▸ **Written task 1**:
Please reproduce the tornado review below in full, word for word.

▸ **Excerpt to read**:
■ ■ ■ ■ ■ ■ ■

Review of July 17th, 2011 LaMoure County, North Dakota, Tornado: An EXTRAORDINARY Mesoscale Environment

Two-panel image of °0.5 storm-relative mean radial velocity (L) and 0.5° base reflectivity from Aberdeen, South Dakota (KABR) radar at 2313z (6:13 PM CDT) Sunday, June 17th, 2011. Of note is that the TVS (tornado vortex signature) maxes out at 171 knots gate-to-gate and the reflectivity features a debris ball of 65dBz intensity. This is likely near the time that a farmhouse was reportedly completely destroyed west of Berlin, North Dakota. Level II image created on GRLevel2 Analyst Edition.

The year of 2011 has been no stranger to strong-violent tornadoes. From the three-day outbreak that ravaged areas from Tushka, Oklahoma, to Raleigh, North Carolina, on April 14th-16th, to what's being dubbed the second Super Outbreak of April 25th-28th, to the horrific Joplin, Missouri, EF5 killer on May 22nd, the United States has been no stranger to incredible tornado events this year. And though July 17th will likely go down as a fairly minor footnote in the 2011 record book, it was extraordinary in its own right.

■ ■ ■ ■ ■ ■ ■

▸ **Records**:
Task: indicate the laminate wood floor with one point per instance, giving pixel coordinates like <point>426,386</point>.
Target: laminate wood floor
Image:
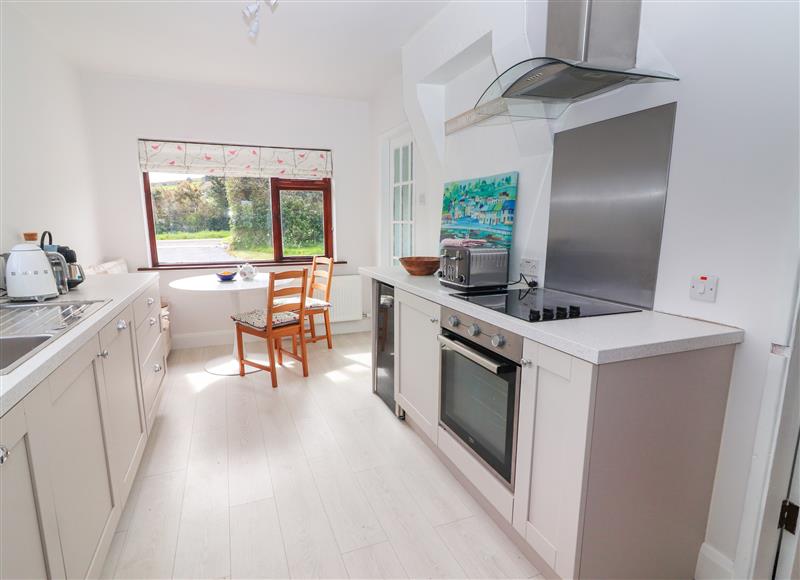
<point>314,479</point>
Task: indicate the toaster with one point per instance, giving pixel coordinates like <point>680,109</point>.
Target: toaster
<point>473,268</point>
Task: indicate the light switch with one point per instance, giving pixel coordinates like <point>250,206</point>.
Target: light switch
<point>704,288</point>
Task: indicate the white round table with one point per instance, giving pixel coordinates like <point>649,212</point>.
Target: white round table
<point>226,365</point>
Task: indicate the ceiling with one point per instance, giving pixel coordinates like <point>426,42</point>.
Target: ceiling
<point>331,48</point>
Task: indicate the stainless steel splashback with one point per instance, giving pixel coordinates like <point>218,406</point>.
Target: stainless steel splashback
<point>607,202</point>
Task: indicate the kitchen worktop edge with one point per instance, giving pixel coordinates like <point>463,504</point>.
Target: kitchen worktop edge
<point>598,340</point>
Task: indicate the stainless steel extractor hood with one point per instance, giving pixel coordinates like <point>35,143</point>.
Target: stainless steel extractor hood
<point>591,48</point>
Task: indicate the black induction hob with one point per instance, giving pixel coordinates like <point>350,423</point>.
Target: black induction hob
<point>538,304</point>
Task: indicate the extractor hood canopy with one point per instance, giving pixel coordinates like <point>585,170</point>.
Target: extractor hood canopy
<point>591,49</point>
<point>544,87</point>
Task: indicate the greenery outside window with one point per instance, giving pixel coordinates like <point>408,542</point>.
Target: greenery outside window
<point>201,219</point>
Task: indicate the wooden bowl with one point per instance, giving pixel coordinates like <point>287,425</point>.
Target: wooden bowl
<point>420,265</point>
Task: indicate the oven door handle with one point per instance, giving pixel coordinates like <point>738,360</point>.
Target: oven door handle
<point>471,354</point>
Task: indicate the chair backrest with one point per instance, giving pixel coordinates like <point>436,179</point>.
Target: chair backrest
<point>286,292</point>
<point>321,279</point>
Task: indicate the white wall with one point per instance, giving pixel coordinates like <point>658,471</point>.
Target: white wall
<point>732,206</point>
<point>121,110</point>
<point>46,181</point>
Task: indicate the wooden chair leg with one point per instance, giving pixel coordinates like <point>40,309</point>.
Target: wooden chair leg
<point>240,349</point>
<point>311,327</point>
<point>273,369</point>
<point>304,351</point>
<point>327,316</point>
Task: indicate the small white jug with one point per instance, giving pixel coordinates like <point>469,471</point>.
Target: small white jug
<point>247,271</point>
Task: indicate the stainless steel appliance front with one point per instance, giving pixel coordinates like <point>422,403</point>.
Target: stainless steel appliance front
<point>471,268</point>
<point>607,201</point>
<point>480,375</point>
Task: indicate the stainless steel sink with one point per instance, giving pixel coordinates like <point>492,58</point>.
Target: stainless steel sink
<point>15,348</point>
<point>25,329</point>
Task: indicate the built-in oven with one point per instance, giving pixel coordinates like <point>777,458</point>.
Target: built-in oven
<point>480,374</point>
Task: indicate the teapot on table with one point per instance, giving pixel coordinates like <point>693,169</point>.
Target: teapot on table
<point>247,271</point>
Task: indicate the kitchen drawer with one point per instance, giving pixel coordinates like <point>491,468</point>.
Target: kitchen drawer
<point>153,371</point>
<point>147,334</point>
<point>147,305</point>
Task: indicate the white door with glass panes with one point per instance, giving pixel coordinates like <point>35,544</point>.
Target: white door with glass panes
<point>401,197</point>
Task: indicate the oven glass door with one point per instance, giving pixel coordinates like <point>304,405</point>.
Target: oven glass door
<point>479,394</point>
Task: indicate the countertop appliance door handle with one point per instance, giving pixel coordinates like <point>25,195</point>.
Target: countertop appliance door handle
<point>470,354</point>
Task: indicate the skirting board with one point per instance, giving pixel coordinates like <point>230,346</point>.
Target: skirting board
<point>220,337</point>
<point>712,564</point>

■ ■ ■ ■ ■ ■ ■

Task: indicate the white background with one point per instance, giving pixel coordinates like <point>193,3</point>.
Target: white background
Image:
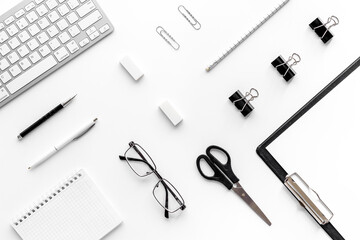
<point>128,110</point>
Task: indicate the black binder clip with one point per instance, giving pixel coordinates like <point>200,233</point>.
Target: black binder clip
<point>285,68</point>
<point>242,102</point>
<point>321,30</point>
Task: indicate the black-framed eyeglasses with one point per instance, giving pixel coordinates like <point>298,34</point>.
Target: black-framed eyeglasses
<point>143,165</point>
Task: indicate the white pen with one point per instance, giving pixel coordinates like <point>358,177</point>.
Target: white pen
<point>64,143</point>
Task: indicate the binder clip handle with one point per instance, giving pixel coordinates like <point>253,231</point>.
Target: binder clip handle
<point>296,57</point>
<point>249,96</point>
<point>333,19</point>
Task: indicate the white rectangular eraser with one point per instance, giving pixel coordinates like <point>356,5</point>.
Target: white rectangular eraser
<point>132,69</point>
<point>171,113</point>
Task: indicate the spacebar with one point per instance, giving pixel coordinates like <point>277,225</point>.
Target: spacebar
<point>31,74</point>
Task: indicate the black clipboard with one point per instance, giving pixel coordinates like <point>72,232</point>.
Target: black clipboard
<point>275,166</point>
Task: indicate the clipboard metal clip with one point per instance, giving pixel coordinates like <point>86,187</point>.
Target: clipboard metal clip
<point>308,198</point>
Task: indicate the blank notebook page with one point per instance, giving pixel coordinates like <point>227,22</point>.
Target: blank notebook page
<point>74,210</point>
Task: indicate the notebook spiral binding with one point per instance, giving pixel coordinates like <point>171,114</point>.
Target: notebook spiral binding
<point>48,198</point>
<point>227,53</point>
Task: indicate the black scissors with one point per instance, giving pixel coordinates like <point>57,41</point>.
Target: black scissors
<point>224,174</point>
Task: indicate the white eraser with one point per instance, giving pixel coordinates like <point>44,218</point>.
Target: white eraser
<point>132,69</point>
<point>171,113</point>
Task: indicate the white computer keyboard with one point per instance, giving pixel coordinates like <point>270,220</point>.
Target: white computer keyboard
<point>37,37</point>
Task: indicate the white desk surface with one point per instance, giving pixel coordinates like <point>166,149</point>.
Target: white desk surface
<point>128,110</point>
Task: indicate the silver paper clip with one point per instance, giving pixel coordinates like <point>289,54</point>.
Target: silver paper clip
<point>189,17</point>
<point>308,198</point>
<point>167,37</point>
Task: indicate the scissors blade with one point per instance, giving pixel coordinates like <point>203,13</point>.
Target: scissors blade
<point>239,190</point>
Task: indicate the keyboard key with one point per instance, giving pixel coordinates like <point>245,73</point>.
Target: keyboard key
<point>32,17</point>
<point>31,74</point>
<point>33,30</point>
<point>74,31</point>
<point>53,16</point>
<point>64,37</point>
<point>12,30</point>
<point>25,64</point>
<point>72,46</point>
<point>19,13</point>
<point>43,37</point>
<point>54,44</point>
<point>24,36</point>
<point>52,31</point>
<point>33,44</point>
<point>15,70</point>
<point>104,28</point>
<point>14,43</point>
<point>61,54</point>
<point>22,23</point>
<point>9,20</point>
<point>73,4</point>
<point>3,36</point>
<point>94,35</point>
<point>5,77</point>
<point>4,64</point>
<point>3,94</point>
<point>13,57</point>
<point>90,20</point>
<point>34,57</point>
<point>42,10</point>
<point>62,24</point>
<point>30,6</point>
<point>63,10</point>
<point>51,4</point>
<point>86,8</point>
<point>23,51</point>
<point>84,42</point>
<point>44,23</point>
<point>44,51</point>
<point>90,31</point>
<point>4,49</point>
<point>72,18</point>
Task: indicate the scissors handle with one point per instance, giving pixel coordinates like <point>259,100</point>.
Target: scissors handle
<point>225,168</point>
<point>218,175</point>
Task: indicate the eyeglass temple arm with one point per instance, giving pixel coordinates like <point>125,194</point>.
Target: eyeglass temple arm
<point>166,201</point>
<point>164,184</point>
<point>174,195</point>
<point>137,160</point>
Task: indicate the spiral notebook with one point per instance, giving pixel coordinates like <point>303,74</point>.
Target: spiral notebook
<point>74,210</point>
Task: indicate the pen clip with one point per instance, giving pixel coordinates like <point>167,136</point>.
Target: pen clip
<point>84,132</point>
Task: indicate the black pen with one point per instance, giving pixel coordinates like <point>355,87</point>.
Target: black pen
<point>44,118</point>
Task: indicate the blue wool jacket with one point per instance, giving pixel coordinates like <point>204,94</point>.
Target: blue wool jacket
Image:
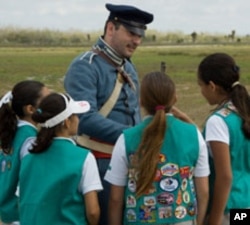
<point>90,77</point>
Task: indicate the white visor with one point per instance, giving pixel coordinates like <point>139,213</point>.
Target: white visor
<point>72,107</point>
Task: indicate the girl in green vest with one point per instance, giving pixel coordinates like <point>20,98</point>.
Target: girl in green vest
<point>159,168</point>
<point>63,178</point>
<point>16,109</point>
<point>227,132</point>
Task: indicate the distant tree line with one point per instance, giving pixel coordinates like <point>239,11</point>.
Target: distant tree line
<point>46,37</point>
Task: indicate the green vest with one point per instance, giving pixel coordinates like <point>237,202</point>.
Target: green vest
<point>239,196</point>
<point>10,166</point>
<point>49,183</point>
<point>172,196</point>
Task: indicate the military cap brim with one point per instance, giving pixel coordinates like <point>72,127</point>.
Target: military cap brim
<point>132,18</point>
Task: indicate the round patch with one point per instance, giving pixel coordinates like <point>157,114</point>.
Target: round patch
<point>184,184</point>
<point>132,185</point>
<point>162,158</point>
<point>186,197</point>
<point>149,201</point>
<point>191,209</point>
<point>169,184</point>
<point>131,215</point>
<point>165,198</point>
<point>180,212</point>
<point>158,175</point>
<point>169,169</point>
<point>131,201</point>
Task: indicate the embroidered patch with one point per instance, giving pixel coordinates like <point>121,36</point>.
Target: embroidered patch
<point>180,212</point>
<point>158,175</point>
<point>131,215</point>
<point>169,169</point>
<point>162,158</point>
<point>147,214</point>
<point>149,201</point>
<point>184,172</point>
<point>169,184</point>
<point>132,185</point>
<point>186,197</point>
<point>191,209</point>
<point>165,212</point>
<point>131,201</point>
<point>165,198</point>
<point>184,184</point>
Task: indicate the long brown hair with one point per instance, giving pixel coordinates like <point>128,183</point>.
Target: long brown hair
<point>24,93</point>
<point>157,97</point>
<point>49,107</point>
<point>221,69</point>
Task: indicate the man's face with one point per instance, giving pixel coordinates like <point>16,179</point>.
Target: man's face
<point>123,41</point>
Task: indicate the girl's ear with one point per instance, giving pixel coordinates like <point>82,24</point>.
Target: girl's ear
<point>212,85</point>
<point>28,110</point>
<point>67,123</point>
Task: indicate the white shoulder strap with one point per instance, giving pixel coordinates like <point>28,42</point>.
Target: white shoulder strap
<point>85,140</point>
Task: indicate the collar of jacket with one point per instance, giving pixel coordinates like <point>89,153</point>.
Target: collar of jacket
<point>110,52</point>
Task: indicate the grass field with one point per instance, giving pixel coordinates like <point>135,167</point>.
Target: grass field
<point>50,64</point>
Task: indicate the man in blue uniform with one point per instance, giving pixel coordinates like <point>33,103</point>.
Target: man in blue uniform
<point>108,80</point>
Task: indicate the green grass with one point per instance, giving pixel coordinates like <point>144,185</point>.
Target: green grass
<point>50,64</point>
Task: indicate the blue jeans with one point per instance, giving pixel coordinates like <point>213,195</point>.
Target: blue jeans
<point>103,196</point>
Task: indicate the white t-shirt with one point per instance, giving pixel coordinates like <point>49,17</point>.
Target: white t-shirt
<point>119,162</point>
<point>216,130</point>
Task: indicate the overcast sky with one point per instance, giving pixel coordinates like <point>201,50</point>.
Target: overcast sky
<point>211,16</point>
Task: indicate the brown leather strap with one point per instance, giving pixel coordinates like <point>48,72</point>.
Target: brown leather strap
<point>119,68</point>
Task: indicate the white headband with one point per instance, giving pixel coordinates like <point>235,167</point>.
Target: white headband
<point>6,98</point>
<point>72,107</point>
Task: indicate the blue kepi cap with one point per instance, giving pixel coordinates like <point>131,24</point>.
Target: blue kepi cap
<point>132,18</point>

■ ■ ■ ■ ■ ■ ■

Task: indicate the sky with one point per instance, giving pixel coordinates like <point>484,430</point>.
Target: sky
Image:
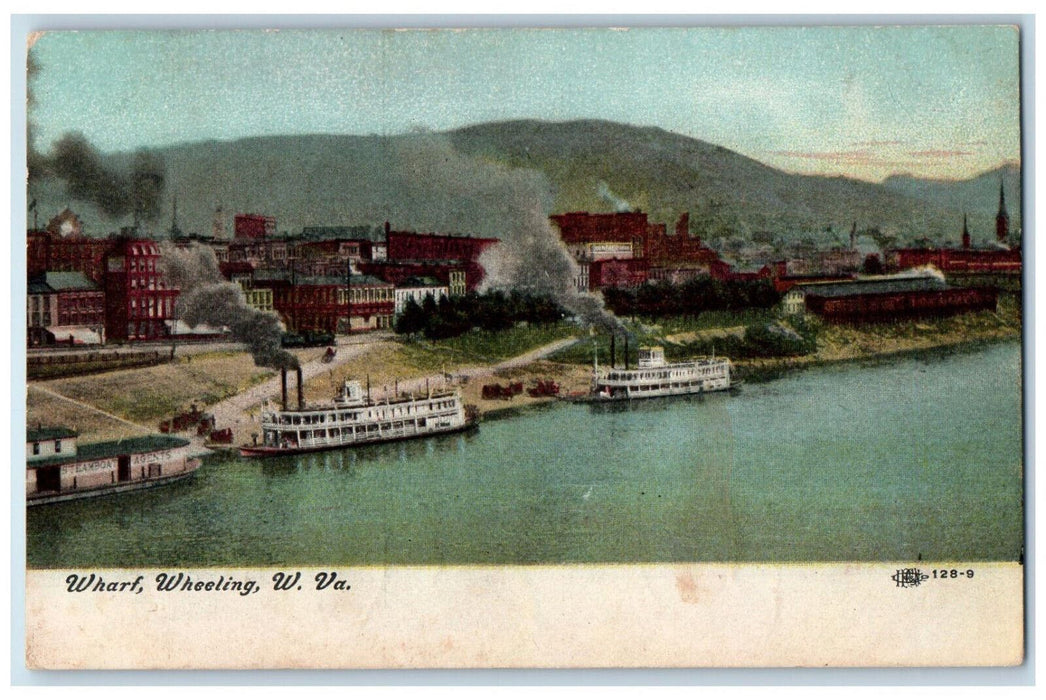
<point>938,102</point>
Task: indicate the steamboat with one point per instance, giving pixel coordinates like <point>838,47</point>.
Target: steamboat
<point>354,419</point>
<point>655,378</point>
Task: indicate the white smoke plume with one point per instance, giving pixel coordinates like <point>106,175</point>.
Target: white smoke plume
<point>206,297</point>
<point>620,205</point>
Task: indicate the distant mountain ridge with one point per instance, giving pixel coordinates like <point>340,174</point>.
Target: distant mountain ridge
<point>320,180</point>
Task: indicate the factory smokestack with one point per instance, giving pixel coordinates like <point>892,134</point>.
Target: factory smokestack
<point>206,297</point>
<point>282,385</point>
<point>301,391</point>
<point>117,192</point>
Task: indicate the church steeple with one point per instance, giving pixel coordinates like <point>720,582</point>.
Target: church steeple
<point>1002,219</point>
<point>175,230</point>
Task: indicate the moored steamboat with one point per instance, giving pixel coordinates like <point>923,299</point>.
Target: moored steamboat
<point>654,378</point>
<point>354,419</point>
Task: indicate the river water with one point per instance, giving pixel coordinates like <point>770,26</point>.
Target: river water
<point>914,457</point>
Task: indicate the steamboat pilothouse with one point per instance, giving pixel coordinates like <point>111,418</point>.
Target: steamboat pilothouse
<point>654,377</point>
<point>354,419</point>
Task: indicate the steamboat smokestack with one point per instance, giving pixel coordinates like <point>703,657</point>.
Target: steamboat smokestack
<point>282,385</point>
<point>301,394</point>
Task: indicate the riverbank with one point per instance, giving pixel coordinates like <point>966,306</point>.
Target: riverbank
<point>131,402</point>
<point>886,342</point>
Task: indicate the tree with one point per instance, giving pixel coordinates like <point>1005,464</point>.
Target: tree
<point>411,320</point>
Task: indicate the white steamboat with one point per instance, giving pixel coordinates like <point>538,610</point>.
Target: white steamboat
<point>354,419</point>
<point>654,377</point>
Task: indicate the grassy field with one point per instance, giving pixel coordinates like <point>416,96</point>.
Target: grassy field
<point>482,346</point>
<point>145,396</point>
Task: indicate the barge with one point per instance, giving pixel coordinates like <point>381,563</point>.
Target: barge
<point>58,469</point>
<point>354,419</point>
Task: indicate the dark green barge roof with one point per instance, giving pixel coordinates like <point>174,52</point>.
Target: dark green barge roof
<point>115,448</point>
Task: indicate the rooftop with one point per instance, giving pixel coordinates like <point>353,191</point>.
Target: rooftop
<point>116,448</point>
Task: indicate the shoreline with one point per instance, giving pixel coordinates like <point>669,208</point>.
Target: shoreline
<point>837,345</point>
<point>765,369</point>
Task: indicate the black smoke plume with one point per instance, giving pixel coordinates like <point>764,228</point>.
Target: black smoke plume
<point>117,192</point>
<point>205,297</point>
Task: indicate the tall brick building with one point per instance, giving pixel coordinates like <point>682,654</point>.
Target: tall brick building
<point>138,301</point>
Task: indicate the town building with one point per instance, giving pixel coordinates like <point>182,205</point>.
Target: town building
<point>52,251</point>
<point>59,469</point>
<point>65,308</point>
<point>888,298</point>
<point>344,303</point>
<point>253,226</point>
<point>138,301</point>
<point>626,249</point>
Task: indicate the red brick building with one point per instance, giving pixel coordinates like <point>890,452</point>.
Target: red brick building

■ ■ ■ ■ ■ ■ ■

▸ **Written task 2**:
From the entries above, write out the lines beginning at the line that contains "Task: indicate the stainless steel splashback" and stopping after the line that contains "<point>607,202</point>", with both of those lines included.

▸ **Full answer 1**:
Review of July 17th, 2011 LaMoure County, North Dakota, Tornado: An EXTRAORDINARY Mesoscale Environment

Two-panel image of °0.5 storm-relative mean radial velocity (L) and 0.5° base reflectivity from Aberdeen, South Dakota (KABR) radar at 2313z (6:13 PM CDT) Sunday, June 17th, 2011. Of note is that the TVS (tornado vortex signature) maxes out at 171 knots gate-to-gate and the reflectivity features a debris ball of 65dBz intensity. This is likely near the time that a farmhouse was reportedly completely destroyed west of Berlin, North Dakota. Level II image created on GRLevel2 Analyst Edition.

The year of 2011 has been no stranger to strong-violent tornadoes. From the three-day outbreak that ravaged areas from Tushka, Oklahoma, to Raleigh, North Carolina, on April 14th-16th, to what's being dubbed the second Super Outbreak of April 25th-28th, to the horrific Joplin, Missouri, EF5 killer on May 22nd, the United States has been no stranger to incredible tornado events this year. And though July 17th will likely go down as a fairly minor footnote in the 2011 record book, it was extraordinary in its own right.

▸ **Full answer 2**:
Task: indicate the stainless steel splashback with one point per instance, giving pixel coordinates like <point>218,406</point>.
Target: stainless steel splashback
<point>607,202</point>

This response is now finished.